_Provided text_

At-home audiences seek the familiar in a formulaic hit movie without an original bone in its body

Jungle_Cruise
Disney

Originality is getting increasingly harder to find in the arena of big budget studio blockbusters, but that doesn’t mean audiences are desperately crying out for fresh concepts, either. A case in point is last summer’s Jungle Cruise, which didn’t have a single original bone its body, but still turned out to be a popular (and highly successful) hit for Disney.

Of course, nobody was expecting much in the way of freshness from an old-fashioned adventure that was inspired by a theme park attraction, and Jungle Cruise did at least deliver exactly what was advertised. Jaume Collet-Serra’s Amazonian epic hauled in $220 million at the pandemic-stricken box office, earned an estimated $100 million from Premier Access sales, and landed a massive 92 percent user rating on Rotten Tomatoes, with a sequel announced shortly afterwards.

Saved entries
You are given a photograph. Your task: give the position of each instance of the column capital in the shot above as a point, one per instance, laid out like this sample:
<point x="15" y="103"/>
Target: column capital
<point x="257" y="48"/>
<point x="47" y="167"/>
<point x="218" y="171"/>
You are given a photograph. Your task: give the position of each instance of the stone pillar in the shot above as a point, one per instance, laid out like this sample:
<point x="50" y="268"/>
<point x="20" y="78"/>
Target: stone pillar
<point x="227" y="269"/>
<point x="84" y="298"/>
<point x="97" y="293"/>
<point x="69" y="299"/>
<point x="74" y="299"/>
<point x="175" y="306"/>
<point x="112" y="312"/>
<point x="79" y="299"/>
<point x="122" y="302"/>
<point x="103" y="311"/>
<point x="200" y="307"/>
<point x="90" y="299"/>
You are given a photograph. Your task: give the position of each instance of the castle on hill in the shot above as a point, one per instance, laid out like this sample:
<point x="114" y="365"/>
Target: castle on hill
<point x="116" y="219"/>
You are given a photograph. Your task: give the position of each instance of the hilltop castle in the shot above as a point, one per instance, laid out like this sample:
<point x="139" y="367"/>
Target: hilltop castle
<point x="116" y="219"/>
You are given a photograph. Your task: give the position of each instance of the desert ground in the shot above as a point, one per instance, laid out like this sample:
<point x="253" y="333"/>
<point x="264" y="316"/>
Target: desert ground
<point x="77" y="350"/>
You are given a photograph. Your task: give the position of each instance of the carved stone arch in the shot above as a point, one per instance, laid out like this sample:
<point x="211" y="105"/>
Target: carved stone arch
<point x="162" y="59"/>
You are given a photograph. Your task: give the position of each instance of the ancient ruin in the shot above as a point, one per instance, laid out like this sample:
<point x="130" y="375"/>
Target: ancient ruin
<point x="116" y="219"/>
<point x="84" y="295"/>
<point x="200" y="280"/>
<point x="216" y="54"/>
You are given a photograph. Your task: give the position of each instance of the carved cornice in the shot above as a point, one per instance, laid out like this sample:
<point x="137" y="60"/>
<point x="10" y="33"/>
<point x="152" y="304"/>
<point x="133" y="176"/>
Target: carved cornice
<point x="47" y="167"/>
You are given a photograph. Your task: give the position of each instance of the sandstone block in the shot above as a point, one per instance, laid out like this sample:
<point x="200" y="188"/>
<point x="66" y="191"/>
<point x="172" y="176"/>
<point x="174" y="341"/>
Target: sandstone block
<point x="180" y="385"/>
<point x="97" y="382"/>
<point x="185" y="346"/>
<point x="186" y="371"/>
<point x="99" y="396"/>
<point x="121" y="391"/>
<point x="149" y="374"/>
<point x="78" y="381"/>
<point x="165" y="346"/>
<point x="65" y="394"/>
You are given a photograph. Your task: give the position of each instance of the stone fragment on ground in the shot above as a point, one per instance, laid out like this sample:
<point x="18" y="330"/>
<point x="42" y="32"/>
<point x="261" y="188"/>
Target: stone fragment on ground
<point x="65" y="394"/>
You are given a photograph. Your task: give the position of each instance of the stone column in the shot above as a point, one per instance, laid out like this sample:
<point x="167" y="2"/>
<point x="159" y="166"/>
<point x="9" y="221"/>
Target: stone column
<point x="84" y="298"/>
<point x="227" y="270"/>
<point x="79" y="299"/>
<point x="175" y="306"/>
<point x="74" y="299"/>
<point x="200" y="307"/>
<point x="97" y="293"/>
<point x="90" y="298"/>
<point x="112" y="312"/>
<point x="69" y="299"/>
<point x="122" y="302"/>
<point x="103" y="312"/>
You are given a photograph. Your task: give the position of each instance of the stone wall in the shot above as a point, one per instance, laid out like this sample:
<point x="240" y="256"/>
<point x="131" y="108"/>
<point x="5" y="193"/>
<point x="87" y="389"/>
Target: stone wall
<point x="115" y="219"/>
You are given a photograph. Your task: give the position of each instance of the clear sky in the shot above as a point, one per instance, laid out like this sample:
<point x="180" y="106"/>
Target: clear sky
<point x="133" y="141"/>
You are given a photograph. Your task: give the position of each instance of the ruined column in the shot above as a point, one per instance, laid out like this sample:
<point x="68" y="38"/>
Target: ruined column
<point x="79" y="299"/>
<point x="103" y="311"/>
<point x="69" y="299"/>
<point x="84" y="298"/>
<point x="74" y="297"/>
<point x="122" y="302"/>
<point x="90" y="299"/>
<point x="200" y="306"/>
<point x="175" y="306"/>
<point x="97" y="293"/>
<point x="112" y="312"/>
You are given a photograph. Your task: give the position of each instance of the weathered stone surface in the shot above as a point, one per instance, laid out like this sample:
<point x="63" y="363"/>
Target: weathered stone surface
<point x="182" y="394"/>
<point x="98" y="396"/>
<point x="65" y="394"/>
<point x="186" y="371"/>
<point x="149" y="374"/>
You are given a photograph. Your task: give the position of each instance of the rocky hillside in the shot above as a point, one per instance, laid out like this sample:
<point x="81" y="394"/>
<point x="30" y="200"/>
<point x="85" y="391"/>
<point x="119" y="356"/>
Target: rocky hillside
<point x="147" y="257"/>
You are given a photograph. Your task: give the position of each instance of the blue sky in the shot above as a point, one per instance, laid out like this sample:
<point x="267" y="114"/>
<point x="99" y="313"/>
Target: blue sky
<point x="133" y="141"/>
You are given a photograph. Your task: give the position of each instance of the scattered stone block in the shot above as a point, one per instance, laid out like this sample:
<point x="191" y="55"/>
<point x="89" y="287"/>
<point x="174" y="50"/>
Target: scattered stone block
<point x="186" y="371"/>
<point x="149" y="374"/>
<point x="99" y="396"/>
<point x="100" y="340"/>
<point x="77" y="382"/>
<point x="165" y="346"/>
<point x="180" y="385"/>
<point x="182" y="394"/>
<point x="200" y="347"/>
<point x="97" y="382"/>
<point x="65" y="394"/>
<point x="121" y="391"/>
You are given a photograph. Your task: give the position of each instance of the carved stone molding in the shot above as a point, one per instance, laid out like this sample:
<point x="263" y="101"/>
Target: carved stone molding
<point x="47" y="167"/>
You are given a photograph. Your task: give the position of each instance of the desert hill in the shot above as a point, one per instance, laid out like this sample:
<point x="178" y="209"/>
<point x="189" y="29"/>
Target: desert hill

_Problems to solve_
a: Decide whether each statement agrees with the article on Jungle Cruise, answering yes or no and quoting the words from the article that settle it: (i) Jungle Cruise took in $220 million at the box office. (ii) Jungle Cruise received a 92 percent critics' rating on Rotten Tomatoes. (iii) A sequel to Jungle Cruise was announced.
b: Print the passage of the Jungle Cruise article starting at "Of course, nobody" and ending at "announced shortly afterwards.".
c: Continue the article on Jungle Cruise from where it stops.

_Responses by task_
a:
(i) Yes: "hauled in $220 million at the pandemic-stricken box office"
(ii) No: "landed a massive 92 percent user rating on Rotten Tomatoes"
(iii) Yes: "with a sequel announced shortly afterwards"

b:
Of course, nobody was expecting much in the way of freshness from an old-fashioned adventure that was inspired by a theme park attraction, and Jungle Cruise did at least deliver exactly what was advertised. Jaume Collet-Serra’s Amazonian epic hauled in $220 million at the pandemic-stricken box office, earned an estimated $100 million from Premier Access sales, and landed a massive 92 percent user rating on Rotten Tomatoes, with a sequel announced shortly afterwards.

c:
Jungle Cruise

A fitfully entertaining, completely undemanding, and occasionally very fun effects-driven effort that achieves the remarkable feat of boasting two leads who have incredible chemistry offscreen, but absolutely none in the movie. Either way, Jungle Cruise has been sailing towards streaming success this week, with FlixPatrol outing the Mouse House’s latest franchise-starter as a Top 10 hit on iTunes in multiple nations around the world.

In essence, if you take the bare bones of the Pirates of the Caribbean franchise, sprinkle in some of Stephen Sommers’ The Mummy, add a dash of Romancing the Stone, stir it with a wooden spoon made out of Johnson’s Jumanji sequels, season it with Indiana Jones and the Raiders of the Lost Ark and The African Queen, that’s pretty much Jungle Cruise in a nutshell.